Source document -
:::::

Setting Up Your Spring Boot Project

We will start by creating a new Spring Boot project using Spring Initializr. Follow these steps:

  1. Go to Spring Initializr.
  2. Select your preferred project metadata (Group, Artifact, Name, etc.).
  3. Choose the following dependencies:
    • Spring Web
    • Spring for Apache Hadoop
  4. Click on "Generate", and a ZIP file will be downloaded.
  5. Extract the ZIP file and open the project in your favorite IDE.

Configuring Hadoop Properties

Next, we need to configure our application to connect to Hadoop. Open the application.properties file in the src/main/resources directory and add the following properties:

application.properties

fs.defaultFS=hdfs://localhost:9000
spring.hadoop.fs.uri=hdfs://localhost:9000

Creating a HDFS Service

Now, let's create a service that will handle HDFS operations. Create a new class called HdfsService in the src/main/java/com/example/demo package:

HdfsService.java

import org.apache.hadoop.fs.FileSystem;
import org.apache.hadoop.fs.Path;
import org.springframework.beans.factory.annotation.Autowired;
import org.springframework.stereotype.Service;
import org.springframework.hadoop.fs.FsTemplate;

@Service
public class HdfsService {
    @Autowired
    private FsTemplate fsTemplate;

    public void writeFile(String fileName, String content) {
        fsTemplate.write(fileName, content.getBytes());
    }

    public String readFile(String fileName) {
        return new String(fsTemplate.read(fileName));
    }
}

Creating a Controller

To expose our HDFS service via a REST API, we will create a controller. Create a new class called HdfsController:

HdfsController.java

import org.springframework.beans.factory.annotation.Autowired;
import org.springframework.web.bind.annotation.*;

@RestController
@RequestMapping("/hdfs")

:::::

Information shown -

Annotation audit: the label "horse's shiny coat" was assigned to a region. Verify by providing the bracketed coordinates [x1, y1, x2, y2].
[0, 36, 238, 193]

:::::

Brief 1 - In the Spring Boot and Hadoop tutorial, which two dependencies are selected in Spring Initializr?
Brief 2 - Continue the Spring Boot and Hadoop tutorial from the point at which it ends.

Expected answer 1 - Spring Web and Spring for Apache Hadoop.

Expected answer 2 -
public class HdfsController {
    @Autowired
    private HdfsService hdfsService;

    @PostMapping("/write")
    public void writeFile(@RequestParam String fileName, @RequestParam String content) {
        hdfsService.writeFile(fileName, content);
    }

    @GetMapping("/read")
    public String readFile(@RequestParam String fileName) {
        return hdfsService.readFile(fileName);
    }
}

Running the Application

To run your Spring Boot application, use the following command in your project directory:

Run command

./mvnw spring-boot:run

Once the application is running, you can test the HDFS operations using tools like Postman or cURL. Here are some example requests:

Write to HDFS

POST http://localhost:8080/hdfs/write?fileName=test.txt&content=Hello%20HDFS

Read from HDFS

GET http://localhost:8080/hdfs/read?fileName=test.txt

Conclusion

In this tutorial, we have explored how to integrate Spring Boot with Apache Hadoop, creating a simple REST API to interact with HDFS. This setup allows developers to harness the power of Hadoop while leveraging the Spring Framework's features, making it easier to build robust data applications.